[Direction] Reproduce all of the data word for word.

[Dataset excerpts]
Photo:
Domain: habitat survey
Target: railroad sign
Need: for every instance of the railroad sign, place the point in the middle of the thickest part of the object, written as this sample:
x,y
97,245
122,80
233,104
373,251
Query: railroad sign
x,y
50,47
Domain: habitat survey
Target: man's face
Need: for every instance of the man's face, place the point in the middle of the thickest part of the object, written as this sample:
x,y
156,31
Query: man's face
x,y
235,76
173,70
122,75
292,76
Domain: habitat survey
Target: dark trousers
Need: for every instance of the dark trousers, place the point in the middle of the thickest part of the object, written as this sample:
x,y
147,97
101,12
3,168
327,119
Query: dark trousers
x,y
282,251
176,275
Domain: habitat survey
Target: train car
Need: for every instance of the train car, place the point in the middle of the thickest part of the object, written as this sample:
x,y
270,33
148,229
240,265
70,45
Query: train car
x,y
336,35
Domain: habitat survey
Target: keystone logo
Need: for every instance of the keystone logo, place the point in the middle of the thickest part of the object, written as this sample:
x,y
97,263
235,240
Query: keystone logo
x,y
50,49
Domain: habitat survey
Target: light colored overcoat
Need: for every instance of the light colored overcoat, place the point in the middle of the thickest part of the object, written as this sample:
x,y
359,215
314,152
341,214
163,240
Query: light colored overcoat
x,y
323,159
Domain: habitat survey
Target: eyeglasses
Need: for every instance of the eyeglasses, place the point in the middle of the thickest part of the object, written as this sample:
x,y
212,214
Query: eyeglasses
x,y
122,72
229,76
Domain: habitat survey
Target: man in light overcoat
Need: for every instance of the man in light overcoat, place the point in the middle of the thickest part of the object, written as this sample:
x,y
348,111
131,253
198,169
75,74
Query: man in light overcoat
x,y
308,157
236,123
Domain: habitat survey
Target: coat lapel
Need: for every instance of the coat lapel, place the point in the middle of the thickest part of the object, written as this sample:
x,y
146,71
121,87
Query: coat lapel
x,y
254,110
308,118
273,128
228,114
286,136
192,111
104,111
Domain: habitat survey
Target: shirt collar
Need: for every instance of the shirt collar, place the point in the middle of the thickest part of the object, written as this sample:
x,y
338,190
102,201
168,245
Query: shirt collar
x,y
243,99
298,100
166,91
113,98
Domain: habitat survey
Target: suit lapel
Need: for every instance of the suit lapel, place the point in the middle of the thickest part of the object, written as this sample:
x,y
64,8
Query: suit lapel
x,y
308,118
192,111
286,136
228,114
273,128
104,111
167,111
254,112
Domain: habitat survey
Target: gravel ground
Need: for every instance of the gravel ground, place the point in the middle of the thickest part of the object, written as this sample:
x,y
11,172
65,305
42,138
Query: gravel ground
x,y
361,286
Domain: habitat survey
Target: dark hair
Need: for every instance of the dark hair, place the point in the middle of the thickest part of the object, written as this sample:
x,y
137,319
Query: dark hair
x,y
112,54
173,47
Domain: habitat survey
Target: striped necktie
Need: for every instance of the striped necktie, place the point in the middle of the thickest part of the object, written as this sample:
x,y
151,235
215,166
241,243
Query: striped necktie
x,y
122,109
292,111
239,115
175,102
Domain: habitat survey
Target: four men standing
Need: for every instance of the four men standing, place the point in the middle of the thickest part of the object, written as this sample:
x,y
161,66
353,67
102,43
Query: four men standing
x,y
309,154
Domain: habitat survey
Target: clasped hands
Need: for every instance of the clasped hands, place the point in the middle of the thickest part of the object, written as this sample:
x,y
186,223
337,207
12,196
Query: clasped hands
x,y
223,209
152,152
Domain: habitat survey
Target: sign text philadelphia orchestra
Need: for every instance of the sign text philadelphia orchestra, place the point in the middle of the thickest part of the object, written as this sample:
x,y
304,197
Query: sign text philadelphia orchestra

[Written response]
Photo:
Domain: habitat survey
Target: railroad sign
Need: for every instance of the railroad sign, place the point in the middle of the thickest part of the object, written as this sample:
x,y
97,245
122,80
233,104
373,251
Query: railroad sign
x,y
50,47
Domain: habitat survey
Target: man's face
Need: for every instance of the man's face, place the point in the middle of the thickest part of the object, written as this sample:
x,y
156,31
Query: man's face
x,y
235,76
173,70
122,75
292,76
Domain: habitat survey
Target: dark trousers
Need: for every instance of the dark trousers, place the point in the middle of the thickest part of the object, written as this sample:
x,y
147,97
101,12
3,168
327,119
Query: dark trousers
x,y
282,251
176,275
Domain: habitat survey
Target: train car
Need: for every instance of the train car, place the point in the middle of the thickest part of the object, written as this sample:
x,y
270,33
148,229
240,265
70,45
Query: train car
x,y
336,35
Domain: habitat survey
Target: keystone logo
Need: for every instance of the keystone logo, place the point in the middle of the thickest part of the object, written as this sample:
x,y
97,263
235,240
Query: keystone logo
x,y
50,49
Domain: habitat survey
Target: light colored overcoat
Need: for every instance of the light colored overcoat, place the point in the middle of the thickest part of the object, written as this sample:
x,y
359,215
314,152
341,214
163,240
Query: light colored overcoat
x,y
323,159
Domain: habitat survey
Target: eyeglasses
Need: for every instance of the eyeglasses, place the point in the middle of the thickest part of the object, written as this sample:
x,y
212,214
Query: eyeglasses
x,y
122,72
229,76
Domain: habitat survey
Target: man in light overcoat
Need: for every instance of the man in light overcoat, place the point in the middle of the thickest part of the object, written as this sample:
x,y
348,111
131,253
198,169
75,74
Query: man in light overcoat
x,y
308,157
236,123
Domain: habitat survey
Target: coat lapel
Need: for every instance of the coat lapel, place the point in the middle of the thickest part of the object, written as this sample:
x,y
146,71
121,87
Query: coat lapel
x,y
254,110
308,118
273,128
228,114
286,136
192,111
104,111
Domain: habitat survey
Target: shirt collar
Need: for every instance of the shirt collar, place the point in the middle of the thickest part of the object, written as this sample:
x,y
338,190
102,201
168,245
Query: shirt collar
x,y
243,99
298,100
166,91
113,98
Domain: habitat survey
Target: suit lapel
Need: for every instance of the suit lapel, place the point in the middle of the thickest part of the object, written as this sample:
x,y
64,8
Query: suit lapel
x,y
308,118
192,111
286,136
228,114
273,128
104,111
167,111
254,112
Domain: habitat survey
Target: gravel ground
Need: for every instance of the gravel ground, place the point in the middle of the thickest part of the object, written as this sample:
x,y
11,172
65,305
42,138
Query: gravel ground
x,y
361,286
Domain: habitat survey
Target: dark hair
Need: for every instance of the dark hair, place the point in the middle of the thickest part of the object, written as this sample:
x,y
137,319
Query: dark hair
x,y
112,54
173,47
Domain: habitat survey
Target: striped necktie
Need: for every instance of the striped necktie, place the point in the middle of the thickest part of the object, written as this sample:
x,y
151,235
215,166
241,243
Query: striped necktie
x,y
122,109
292,111
239,115
175,102
Domain: habitat survey
Target: four men standing
Need: for every instance of the four men standing, place the point in the middle of the thickest part of the object, written as this sample:
x,y
161,66
353,67
102,43
Query: four men standing
x,y
309,154
Domain: habitat survey
Target: clasped hands
Need: for every instance of the clasped hands, place the point in the middle of the thickest part of the object, written as this sample:
x,y
186,223
337,207
12,196
Query: clasped hands
x,y
223,209
152,152
Domain: habitat survey
Target: sign text philadelphia orchestra
Need: for every instance of the sign text philadelphia orchestra, place the point in the middle of the thickest part of the object, written as this sample:
x,y
304,197
Query: sign text philadelphia orchestra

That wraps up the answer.